WRITTEN REQUEST A:
Identify each line of the records that includes the string "bathrobe", and copy those lines.

===== GIVEN PASSAGE

Last week, while we were exhibiting at the Connecticut Education Network conference, one particular subject came up with visitors to our booth a couple of times: network segmentation-the separation of school networks or VLANs according to their function. The topic was motivated partly by new requirements from insurance companies for increased internal network security.

You can picture a segmented network as one where the firewall is pulled into the core and sits between different internal network segments. In the case of a school district, segmentation could separate administrator VLANs from student VLANS, or separate the BoE from the high school, as examples.

Network segmentation isn't a new idea, but the appearance of a couple of technologies in equipment that school districts are likely to use, plus the performance of firewalls and processors, are making it easier to accomplish.

To explain these improvements, it might be good to start with what's wrong with trying to use last year's firewall and core switch to accomplish the job. Say that we have the following common configuration: a layer-3 core switch that interconnects traffic coming from each school, and possibly multiple VLANs from the schools, which is trunked back to the head-end of the network.

==========

WRITTEN REQUEST B:
Decide whether each statement agrees with the network segmentation passage, and answer yes or no while quoting the words from the passage that settle it. (i) The subject of segmentation came up more than once with visitors at a conference booth. (ii) The passage presents network segmentation as a new idea. (iii) New requirements from insurance companies partly motivated the topic.

===== MATERIALS PROVIDED

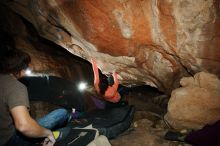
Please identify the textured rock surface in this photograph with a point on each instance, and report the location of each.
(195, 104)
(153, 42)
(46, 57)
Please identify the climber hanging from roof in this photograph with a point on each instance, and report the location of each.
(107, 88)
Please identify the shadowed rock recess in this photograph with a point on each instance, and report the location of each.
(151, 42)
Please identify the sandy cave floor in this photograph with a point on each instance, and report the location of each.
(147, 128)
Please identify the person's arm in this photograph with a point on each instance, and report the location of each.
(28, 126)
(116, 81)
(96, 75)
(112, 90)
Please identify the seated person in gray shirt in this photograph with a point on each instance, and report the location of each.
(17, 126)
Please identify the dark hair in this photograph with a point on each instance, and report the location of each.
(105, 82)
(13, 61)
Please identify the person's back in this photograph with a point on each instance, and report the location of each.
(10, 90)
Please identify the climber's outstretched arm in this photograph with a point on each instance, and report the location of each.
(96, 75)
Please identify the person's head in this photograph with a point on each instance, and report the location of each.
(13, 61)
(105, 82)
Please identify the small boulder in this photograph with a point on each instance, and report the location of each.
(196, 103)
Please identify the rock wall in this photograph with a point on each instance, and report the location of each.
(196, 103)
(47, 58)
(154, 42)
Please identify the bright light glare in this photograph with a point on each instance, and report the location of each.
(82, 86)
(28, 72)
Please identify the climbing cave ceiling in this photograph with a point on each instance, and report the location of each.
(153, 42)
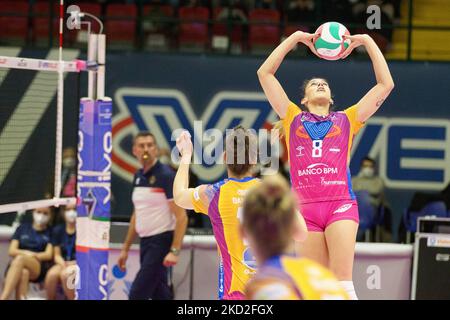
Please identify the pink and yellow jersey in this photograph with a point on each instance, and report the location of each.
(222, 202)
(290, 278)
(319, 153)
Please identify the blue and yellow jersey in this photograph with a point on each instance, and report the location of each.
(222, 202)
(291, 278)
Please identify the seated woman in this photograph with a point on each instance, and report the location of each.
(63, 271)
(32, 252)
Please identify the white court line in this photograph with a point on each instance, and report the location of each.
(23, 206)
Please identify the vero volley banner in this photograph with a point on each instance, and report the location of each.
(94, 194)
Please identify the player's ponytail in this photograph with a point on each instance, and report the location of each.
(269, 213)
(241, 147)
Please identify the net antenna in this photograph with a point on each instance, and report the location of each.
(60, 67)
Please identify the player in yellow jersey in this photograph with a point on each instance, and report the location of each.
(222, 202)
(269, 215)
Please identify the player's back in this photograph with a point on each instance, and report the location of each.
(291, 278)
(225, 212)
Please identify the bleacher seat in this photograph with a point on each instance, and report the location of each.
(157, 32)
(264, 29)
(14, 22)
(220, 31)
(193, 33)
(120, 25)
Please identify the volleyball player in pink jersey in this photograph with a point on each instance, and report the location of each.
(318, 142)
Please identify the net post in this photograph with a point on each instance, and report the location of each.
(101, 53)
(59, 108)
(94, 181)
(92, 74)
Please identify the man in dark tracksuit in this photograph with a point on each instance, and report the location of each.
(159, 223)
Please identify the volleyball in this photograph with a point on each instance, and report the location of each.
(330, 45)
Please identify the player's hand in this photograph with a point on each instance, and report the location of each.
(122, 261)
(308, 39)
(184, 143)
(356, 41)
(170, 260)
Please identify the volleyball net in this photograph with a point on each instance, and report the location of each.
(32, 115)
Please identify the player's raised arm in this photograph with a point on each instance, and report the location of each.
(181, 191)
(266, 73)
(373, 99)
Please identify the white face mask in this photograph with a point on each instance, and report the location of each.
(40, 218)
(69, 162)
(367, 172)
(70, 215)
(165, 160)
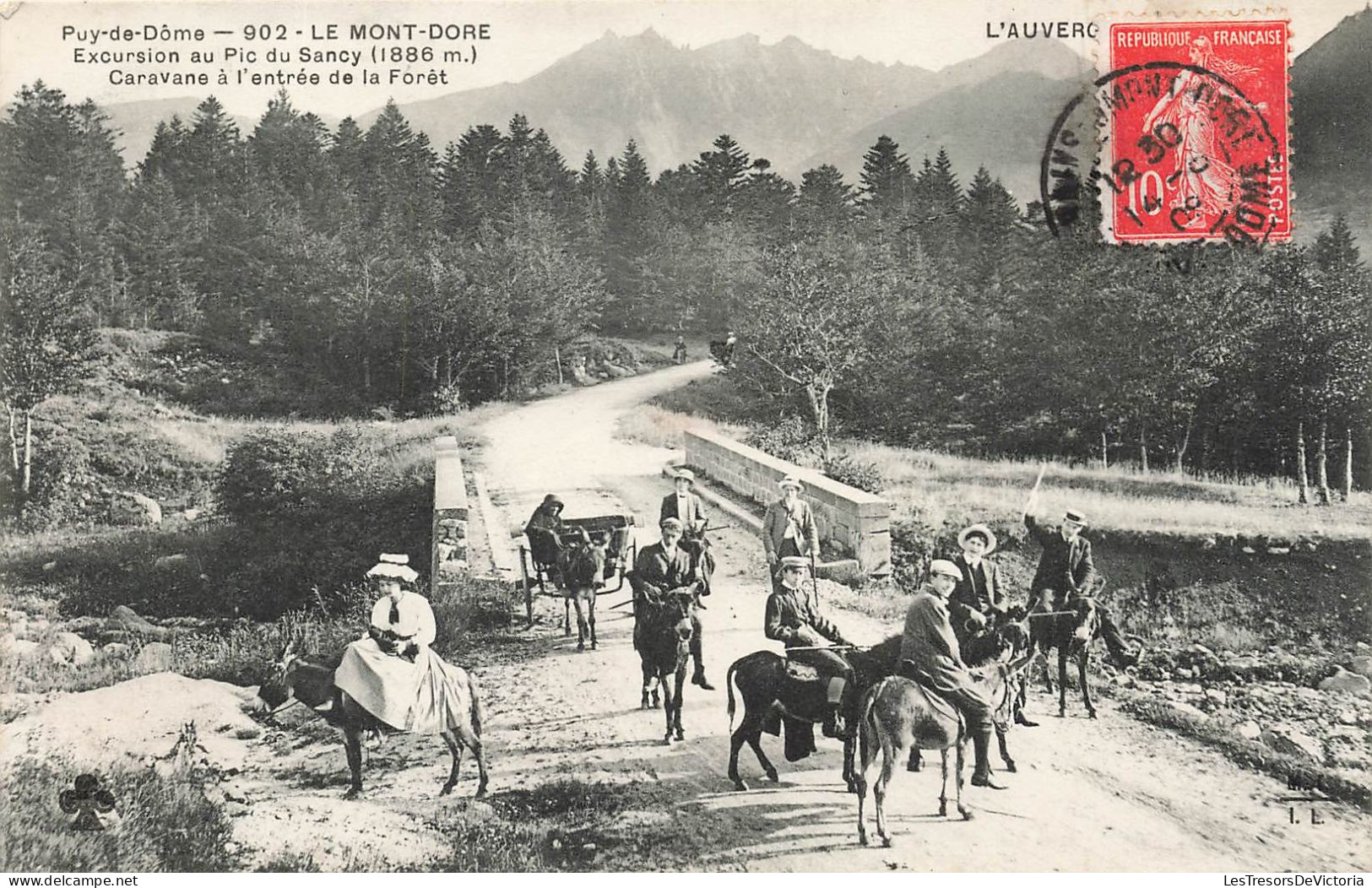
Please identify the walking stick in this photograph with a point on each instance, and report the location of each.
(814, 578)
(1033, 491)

==========
===== MATERIALS PROVIDED

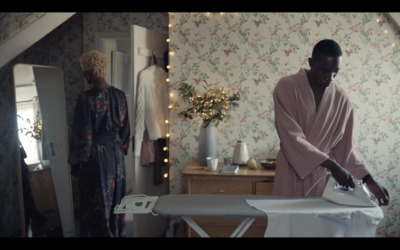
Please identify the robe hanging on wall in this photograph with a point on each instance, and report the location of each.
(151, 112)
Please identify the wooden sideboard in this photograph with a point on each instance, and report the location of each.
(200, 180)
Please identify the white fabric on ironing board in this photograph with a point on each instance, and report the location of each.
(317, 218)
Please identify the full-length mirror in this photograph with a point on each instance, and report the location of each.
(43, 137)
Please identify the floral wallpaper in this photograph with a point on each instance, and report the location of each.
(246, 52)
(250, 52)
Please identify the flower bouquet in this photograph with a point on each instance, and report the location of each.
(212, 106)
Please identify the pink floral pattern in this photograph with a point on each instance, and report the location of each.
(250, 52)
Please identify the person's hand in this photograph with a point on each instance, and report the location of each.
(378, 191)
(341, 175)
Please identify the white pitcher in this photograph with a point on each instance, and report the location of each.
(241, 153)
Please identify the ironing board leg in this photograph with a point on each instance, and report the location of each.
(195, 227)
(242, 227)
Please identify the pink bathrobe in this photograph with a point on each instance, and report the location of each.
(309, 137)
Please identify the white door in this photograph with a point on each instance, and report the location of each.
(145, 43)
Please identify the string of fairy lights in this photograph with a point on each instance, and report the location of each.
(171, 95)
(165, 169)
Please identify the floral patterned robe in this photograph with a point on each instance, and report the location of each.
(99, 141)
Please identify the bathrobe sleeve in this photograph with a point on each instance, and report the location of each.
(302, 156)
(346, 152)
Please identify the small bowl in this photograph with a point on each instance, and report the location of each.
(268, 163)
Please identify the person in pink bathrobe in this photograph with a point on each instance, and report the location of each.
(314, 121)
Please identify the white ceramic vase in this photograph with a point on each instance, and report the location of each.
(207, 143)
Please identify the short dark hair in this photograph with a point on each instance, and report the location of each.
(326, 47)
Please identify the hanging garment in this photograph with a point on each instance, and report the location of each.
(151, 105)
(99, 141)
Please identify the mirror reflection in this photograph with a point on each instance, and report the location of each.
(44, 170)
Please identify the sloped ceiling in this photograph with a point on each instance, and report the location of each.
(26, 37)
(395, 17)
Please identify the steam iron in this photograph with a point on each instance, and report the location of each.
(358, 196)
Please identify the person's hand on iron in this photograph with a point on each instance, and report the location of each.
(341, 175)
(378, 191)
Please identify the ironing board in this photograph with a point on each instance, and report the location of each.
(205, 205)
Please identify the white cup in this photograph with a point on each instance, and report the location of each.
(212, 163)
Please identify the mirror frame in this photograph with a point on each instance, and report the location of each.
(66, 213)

==========
===== MATERIALS PROVIDED

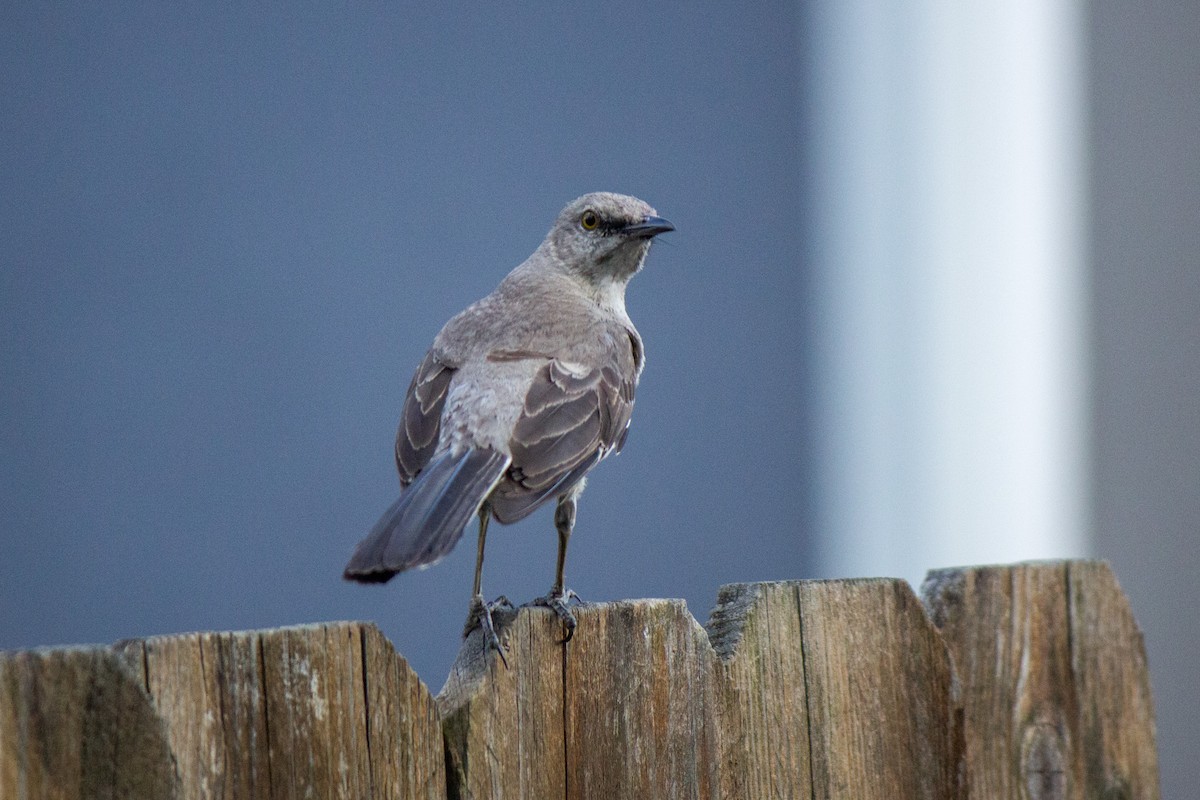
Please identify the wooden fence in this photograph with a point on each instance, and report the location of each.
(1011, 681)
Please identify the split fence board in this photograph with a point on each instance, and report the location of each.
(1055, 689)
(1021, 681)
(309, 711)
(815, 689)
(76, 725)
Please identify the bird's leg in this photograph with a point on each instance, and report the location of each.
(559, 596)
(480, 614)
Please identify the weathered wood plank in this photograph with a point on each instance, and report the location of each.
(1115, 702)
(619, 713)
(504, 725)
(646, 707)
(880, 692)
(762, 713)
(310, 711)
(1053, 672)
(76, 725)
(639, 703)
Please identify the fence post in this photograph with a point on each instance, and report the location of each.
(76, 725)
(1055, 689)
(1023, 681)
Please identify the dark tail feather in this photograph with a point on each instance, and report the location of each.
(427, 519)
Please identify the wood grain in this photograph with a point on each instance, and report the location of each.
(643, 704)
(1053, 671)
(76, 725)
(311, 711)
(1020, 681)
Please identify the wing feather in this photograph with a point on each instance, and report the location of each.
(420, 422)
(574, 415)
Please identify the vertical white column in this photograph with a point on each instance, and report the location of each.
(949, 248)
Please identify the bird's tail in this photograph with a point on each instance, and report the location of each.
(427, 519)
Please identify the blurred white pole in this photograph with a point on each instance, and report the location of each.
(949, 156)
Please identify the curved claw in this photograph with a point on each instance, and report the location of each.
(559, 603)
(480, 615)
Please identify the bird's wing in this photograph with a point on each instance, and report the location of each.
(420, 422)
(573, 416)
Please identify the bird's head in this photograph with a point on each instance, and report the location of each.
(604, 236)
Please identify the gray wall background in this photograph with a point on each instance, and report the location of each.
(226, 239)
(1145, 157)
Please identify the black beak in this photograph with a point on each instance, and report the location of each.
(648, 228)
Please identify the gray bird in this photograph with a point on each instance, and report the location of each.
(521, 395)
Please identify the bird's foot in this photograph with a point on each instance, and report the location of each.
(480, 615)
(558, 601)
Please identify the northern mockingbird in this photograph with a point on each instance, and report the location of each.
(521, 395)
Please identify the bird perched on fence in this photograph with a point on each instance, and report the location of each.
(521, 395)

==========

EXERCISE RESPONSE A:
Please identify the pink bathrobe in this photograph with a point on each instance, and report the location of each.
Please identify the bathrobe sleeve in this photograph with a point on each instance, and report the location of each.
Please identify the person in pink bathrobe in this photograph with a point on each instance, and report the location of each.

EXERCISE RESPONSE B:
(i) Yes: "one particular subject came up with visitors to our booth a couple of times"
(ii) No: "Network segmentation isn't a new idea"
(iii) Yes: "The topic was motivated partly by new requirements from insurance companies for increased internal network security."